• WHAT IS EXPECTED: Restate the entire listing word for word.

Records from a data source

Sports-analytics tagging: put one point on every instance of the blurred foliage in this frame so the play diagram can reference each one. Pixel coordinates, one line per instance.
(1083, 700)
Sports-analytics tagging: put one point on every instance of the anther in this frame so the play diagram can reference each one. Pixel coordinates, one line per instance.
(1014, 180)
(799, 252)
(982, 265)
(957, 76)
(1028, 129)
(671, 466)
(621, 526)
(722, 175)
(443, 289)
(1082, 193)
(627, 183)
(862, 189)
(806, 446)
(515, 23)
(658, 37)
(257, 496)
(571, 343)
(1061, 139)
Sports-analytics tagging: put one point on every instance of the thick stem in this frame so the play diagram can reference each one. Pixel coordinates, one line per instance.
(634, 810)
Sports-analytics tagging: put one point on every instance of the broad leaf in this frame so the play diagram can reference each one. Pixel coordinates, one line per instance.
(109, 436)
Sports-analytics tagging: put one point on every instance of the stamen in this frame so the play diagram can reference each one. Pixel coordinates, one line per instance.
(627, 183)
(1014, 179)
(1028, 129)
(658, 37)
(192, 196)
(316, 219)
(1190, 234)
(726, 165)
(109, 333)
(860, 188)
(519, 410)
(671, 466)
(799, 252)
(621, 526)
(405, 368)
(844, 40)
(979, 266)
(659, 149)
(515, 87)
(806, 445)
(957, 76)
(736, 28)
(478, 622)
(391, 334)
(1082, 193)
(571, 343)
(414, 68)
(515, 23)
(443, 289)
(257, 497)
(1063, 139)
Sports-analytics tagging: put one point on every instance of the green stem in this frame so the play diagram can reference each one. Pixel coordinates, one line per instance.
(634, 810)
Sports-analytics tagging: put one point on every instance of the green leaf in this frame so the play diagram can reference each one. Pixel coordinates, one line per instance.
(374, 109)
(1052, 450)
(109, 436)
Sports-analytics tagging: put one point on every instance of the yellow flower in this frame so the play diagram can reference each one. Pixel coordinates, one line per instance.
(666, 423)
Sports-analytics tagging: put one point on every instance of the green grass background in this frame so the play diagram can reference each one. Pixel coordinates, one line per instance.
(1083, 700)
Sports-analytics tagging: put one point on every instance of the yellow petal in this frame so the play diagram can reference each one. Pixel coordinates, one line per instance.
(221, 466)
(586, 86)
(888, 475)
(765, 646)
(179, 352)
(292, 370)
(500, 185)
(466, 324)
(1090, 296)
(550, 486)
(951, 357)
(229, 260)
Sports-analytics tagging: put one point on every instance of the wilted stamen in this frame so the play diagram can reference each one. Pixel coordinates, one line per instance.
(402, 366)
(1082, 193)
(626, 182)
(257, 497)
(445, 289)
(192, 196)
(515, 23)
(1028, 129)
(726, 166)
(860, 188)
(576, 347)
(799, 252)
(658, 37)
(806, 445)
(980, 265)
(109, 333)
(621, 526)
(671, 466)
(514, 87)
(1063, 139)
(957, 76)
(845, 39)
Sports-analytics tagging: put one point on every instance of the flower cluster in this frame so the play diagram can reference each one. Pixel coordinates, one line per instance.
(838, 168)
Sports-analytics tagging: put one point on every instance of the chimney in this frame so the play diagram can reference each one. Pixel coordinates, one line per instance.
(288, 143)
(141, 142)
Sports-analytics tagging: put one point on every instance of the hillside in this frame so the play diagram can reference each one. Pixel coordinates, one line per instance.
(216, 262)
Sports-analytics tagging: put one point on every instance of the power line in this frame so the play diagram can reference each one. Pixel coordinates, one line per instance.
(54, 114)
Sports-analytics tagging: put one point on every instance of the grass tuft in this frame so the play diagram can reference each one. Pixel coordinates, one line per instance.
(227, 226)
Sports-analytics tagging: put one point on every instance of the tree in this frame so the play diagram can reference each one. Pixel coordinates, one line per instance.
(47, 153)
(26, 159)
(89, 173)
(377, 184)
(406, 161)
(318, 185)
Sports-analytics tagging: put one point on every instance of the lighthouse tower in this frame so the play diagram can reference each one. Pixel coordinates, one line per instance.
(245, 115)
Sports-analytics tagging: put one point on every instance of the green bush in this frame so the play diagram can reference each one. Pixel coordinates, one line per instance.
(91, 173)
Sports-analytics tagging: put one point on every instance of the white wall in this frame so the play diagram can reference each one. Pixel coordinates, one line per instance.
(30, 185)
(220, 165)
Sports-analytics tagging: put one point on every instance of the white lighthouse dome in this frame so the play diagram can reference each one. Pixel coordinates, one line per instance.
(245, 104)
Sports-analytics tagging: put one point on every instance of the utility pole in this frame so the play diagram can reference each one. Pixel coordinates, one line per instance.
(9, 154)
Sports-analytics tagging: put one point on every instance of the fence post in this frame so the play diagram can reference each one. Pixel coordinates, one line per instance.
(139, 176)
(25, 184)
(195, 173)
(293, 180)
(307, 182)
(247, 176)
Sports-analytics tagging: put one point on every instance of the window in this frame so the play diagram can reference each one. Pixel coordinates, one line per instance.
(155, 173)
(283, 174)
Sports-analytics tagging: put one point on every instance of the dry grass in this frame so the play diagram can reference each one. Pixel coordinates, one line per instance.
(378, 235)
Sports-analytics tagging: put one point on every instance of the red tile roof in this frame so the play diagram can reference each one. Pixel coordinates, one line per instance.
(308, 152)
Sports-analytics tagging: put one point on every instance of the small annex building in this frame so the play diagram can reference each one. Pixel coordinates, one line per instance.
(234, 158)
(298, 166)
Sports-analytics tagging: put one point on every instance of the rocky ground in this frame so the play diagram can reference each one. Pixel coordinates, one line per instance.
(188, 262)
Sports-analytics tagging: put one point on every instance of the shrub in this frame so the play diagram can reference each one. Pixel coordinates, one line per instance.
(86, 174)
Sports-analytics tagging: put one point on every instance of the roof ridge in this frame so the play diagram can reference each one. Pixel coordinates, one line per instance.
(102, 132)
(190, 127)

• FULL ANSWER:
Sports-analytics tagging: put one point on every instance of the blurred foliage in this frame so the play diagram can reference each one. Pixel coordinates, one line per instance.
(1083, 700)
Sports-analytics tagging: put one point on every instance of the anther in this frame so the play diagram can reference each one. Pixel coordinates, one line per instance.
(1014, 180)
(799, 252)
(982, 265)
(957, 76)
(1028, 129)
(671, 466)
(621, 526)
(722, 175)
(443, 289)
(1082, 193)
(627, 183)
(862, 189)
(806, 446)
(515, 23)
(658, 37)
(257, 496)
(571, 343)
(1061, 139)
Sports-analytics tagging: put one point on every instance of the thick stem in this frame so the play diagram can reference each one. Pixel coordinates, one line per instance.
(634, 810)
Sports-analytics tagging: put one point on every instance of the broad leaf in this frame so the play diagram can reference each one. Pixel coordinates, one line per instance.
(109, 436)
Sports-analytics tagging: put one point on every instance of the stamen in this frame so the play diagram can reference each one. Pixel coordinates, one line per instance.
(627, 183)
(1014, 179)
(1028, 129)
(658, 37)
(192, 196)
(316, 219)
(1190, 234)
(726, 165)
(109, 333)
(860, 188)
(519, 410)
(671, 466)
(799, 252)
(621, 526)
(405, 368)
(844, 40)
(979, 266)
(659, 149)
(515, 87)
(806, 445)
(957, 76)
(736, 28)
(478, 622)
(391, 334)
(1082, 193)
(571, 343)
(414, 68)
(515, 23)
(443, 289)
(257, 497)
(1063, 139)
Sports-analytics tagging: put one point on every instance of the green stem in this frame so the play diagram can reference each one. Pixel coordinates, one line per instance.
(634, 810)
Sports-analytics tagging: put one point on every instance of the green leaf in this frame so the play diagram can reference each one. Pixel coordinates, one line per instance.
(374, 109)
(1052, 450)
(109, 436)
Sports-analytics tagging: put one point on every instance of the yellow flower in this frame so the play diagram can reference each one. Pixel coordinates, one line per instance.
(666, 423)
Sports-analytics tagging: put one point on every instance of the green grass background in this frame so the play diagram can reference each one. Pixel coordinates, one line per instance.
(1083, 700)
Sports-analytics tagging: put one point on every instance of the yellow petal in this frame so the play diagram can reference each one. Pixel coordinates, one line per instance.
(221, 466)
(586, 86)
(888, 475)
(765, 646)
(179, 352)
(292, 370)
(500, 185)
(466, 324)
(1090, 296)
(550, 486)
(951, 357)
(229, 260)
Sports-analytics tagging: put one point on every instance of the wilted stamen in this frame so the play diagram can reference each one. Pixel coordinates, one line per instance.
(402, 366)
(1082, 193)
(626, 182)
(257, 497)
(445, 289)
(192, 196)
(515, 23)
(1028, 129)
(726, 166)
(860, 188)
(576, 347)
(799, 252)
(658, 37)
(806, 445)
(980, 265)
(109, 333)
(621, 526)
(671, 466)
(514, 87)
(1063, 139)
(957, 76)
(845, 39)
Sports-analytics tagging: put one point on every instance of the flower cluster in this frame so the play diagram can reference each one. Pixel coordinates, one line per instance.
(838, 168)
Sports-analytics tagging: put one point on every instance of the chimney in this frame so the play diagram can reference each one. Pixel coordinates, one line per instance.
(288, 143)
(141, 142)
Sports-analytics tagging: put one point on every instance of the hillside in this frame so the play diagram can reference each one. Pixel coordinates, one line per instance.
(216, 262)
Sports-analytics tagging: put one point on every instance of the power line in this frame so the play diagram can reference each one. Pixel coordinates, one line per instance.
(54, 114)
Sports-analytics tagging: put one point on every instance of the grass tuft in this frame so the play diagram can reference each one. Pixel coordinates, one line per instance.
(227, 226)
Sports-analytics tagging: put one point on every instance of the tree in this frame so the play diagram can reference each one. Pixel coordinates, one line per instance.
(47, 153)
(26, 159)
(89, 173)
(377, 184)
(406, 161)
(318, 185)
Sports-analytics tagging: put one point on every instance of the lighthouse tower in this frame so the play diagram can reference each one. Pixel coordinates, one line per instance.
(245, 115)
Sports-analytics tagging: put one point on every instance of the green bush in this frame so the play diagram can reference each one. Pixel coordinates, one line per instance.
(91, 173)
Sports-analytics tagging: put one point on every instance of the white wall in this frame so the play diagram can reference each one. Pixel coordinates, one line per instance.
(30, 185)
(220, 165)
Sports-analytics tagging: put one point on every instance of the white lighthouse dome in this frame so the play diagram can reference each one. Pixel coordinates, one line per instance.
(245, 104)
Sports-analytics tagging: put one point on every instance of the utility pole in this frame so the play diagram can reference each one. Pixel coordinates, one line per instance.
(9, 154)
Sports-analytics tagging: put one point on every instance of the fence post in this frame so the play diagram can reference each one. Pixel coordinates, one line per instance.
(139, 176)
(25, 184)
(195, 173)
(293, 180)
(307, 182)
(247, 176)
Sports-analytics tagging: put one point on every instance of the window in this frame so the play diagram can reference each one. Pixel coordinates, one line per instance.
(155, 173)
(283, 174)
Sports-analytics tagging: put one point on every instance of the dry grass in this frame so the play diagram can reference each one. Pixel coordinates, one line per instance.
(378, 235)
Sports-analytics tagging: put one point on every instance of the red tile roof in this frame so the play diagram can reference each one. Pixel coordinates, one line per instance.
(308, 152)
Sports-analytics tagging: put one point on every instance of the small annex building in this frame so the play diagram can reference each one. Pixel coordinates, one line per instance.
(234, 158)
(298, 166)
Sports-analytics tagging: put one point on every instance of the rocky ground in this frame so the play diagram can reference each one. Pixel coordinates, one line per instance.
(188, 262)
Sports-analytics tagging: put one point on every instance of the shrub in this frame so the play diagram can reference each one. Pixel coordinates, one line per instance.
(86, 174)
Sports-analytics tagging: put one point on every instance of the roof ridge in this frame so the play diagram can reference each one. Pixel coordinates, one line per instance.
(102, 132)
(190, 127)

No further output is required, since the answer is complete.